▶ [DATA TO PROCESS]
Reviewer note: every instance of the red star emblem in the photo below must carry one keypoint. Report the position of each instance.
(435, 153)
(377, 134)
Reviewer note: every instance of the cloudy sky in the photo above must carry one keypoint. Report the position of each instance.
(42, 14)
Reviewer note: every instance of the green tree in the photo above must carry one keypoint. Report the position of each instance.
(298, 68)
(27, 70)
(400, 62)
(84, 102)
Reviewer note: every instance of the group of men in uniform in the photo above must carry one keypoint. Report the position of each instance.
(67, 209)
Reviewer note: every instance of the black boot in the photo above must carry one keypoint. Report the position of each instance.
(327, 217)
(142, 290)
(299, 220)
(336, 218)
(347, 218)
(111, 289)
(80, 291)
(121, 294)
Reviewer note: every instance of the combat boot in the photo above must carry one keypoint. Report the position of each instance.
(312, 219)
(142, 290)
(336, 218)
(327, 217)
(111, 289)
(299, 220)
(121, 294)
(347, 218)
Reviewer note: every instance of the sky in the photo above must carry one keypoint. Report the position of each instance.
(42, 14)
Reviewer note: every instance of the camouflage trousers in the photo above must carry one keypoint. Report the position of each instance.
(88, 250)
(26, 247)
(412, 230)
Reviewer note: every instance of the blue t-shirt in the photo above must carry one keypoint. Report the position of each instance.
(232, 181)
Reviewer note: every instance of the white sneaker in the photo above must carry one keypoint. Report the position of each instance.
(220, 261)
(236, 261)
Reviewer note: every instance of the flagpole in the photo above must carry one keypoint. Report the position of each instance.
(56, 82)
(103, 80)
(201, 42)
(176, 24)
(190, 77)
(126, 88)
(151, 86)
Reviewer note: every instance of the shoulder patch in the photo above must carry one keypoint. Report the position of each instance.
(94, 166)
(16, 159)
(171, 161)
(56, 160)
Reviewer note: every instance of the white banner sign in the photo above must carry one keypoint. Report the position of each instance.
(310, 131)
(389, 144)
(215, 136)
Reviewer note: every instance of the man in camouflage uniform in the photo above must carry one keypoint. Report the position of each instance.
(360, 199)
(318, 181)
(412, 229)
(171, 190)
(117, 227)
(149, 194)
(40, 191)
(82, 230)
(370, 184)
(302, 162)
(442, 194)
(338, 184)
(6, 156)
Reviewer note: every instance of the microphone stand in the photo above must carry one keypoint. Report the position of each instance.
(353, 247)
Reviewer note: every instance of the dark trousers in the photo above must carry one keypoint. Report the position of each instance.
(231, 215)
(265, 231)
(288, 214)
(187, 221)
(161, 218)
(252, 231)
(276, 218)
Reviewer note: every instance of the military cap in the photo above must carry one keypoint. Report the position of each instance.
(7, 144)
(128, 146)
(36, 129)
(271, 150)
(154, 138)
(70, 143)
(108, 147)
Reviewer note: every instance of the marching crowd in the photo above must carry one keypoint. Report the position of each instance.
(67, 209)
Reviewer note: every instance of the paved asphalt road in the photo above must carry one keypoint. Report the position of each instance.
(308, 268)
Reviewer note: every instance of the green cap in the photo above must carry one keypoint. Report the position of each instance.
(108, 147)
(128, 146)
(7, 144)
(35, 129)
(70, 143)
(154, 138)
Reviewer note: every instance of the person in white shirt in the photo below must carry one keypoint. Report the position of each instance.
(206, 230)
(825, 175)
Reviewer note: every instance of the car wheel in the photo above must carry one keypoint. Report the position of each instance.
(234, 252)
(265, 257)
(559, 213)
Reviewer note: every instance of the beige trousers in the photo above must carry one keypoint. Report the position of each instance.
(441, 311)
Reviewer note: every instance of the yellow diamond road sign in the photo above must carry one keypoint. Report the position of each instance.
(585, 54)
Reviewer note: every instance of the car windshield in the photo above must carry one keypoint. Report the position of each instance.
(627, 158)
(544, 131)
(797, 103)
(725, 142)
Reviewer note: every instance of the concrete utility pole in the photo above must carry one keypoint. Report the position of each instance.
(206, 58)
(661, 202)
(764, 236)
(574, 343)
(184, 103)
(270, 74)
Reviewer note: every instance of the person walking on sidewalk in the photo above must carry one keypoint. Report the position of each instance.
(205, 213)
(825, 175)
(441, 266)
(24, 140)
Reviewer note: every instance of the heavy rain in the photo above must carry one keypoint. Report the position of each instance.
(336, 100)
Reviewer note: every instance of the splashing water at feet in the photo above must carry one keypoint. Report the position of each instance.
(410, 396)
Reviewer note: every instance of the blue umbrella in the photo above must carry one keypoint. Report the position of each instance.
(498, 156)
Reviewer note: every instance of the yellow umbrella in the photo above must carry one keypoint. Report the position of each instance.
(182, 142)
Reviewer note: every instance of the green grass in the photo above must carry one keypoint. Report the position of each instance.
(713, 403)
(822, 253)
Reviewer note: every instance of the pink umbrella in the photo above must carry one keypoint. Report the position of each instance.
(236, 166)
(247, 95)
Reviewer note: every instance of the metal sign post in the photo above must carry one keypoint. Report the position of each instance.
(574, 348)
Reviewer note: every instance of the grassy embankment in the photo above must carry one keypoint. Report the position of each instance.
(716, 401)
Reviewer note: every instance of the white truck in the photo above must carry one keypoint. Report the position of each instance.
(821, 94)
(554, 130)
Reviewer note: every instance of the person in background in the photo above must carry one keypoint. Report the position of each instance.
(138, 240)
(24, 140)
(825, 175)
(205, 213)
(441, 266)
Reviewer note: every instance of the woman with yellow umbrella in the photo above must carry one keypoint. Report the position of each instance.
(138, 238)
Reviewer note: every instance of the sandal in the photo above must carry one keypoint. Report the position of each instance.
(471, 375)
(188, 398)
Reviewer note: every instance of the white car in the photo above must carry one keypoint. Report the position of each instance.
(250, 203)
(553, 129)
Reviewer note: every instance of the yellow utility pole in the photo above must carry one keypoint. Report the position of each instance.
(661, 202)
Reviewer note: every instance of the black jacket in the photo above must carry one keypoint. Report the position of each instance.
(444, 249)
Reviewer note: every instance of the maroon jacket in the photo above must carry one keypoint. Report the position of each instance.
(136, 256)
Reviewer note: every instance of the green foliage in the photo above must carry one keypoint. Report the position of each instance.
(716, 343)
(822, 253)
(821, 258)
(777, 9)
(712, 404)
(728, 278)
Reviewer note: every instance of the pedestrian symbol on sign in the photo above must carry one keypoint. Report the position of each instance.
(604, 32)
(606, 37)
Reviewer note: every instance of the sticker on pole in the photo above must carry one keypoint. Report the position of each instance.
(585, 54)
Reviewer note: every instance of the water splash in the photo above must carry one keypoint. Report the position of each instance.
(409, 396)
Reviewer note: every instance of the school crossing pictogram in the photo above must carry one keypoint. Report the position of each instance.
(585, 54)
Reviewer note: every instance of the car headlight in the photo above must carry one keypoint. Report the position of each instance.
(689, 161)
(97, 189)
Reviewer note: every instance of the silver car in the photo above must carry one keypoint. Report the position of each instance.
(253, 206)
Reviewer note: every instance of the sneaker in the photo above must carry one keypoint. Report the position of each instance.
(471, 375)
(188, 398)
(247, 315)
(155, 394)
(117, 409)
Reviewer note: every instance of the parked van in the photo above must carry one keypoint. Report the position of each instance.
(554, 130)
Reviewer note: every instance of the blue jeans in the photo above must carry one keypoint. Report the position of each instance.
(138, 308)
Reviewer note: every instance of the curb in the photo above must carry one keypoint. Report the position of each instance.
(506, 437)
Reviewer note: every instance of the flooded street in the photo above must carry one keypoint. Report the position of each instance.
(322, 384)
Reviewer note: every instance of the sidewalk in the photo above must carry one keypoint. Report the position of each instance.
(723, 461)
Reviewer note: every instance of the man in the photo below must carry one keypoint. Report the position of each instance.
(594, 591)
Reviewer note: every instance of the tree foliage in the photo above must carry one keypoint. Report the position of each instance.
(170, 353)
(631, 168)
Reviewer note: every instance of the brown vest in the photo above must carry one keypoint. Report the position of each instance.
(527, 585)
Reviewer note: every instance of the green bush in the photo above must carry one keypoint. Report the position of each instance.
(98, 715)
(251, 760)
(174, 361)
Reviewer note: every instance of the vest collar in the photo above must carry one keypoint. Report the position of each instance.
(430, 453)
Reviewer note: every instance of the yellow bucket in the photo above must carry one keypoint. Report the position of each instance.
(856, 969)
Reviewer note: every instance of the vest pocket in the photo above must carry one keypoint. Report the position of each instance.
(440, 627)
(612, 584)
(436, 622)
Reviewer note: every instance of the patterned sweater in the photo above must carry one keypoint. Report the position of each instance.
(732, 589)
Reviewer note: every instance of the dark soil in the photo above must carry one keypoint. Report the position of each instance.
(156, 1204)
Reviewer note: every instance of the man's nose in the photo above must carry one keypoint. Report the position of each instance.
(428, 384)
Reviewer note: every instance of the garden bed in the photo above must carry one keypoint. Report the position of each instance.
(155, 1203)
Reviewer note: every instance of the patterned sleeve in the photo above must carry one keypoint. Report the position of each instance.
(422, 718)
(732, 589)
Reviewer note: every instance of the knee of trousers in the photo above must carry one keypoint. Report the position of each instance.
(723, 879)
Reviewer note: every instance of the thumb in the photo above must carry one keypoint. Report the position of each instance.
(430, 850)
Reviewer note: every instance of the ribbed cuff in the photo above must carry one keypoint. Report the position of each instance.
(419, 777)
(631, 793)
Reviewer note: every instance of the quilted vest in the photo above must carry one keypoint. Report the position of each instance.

▶ [GOAL OF THE EXERCISE] Starting with the line that contains "Reviewer note: every instance of the dark soil", output every line through the end of the listing above, unchanged.

▶ [RIGHT ANSWER]
Reviewer note: every instance of the dark soil in the photo above must carry one keypoint. Report the position of each instance.
(156, 1204)
Reviewer note: every instance of the man's nose in the photo above must carry one keypoint. Report the position of each instance.
(428, 384)
Reviewer note: every instance of the garden bed in the photo above must carry one keypoint. Report the position of each instance.
(155, 1203)
Reviewer note: every instance of the patterned sleeve in the photo above must carry one keypoint. Report the position of each instance.
(422, 718)
(732, 589)
Reviewer note: every instance of the knee of trousers in the photo above must carry one keypoint. Report the position of each instance.
(723, 879)
Reviewer note: every instance of the thumb in the photo above must carry one keypoint. Report the position of each instance.
(430, 850)
Reviewer note: every instance of the ribbed cuff in the photo above must carry one keypoint. Report the position of each instance.
(419, 777)
(631, 793)
Reviewer note: every instance of the quilted vest in the photo above must carry one keypoint. Report the position of each instance.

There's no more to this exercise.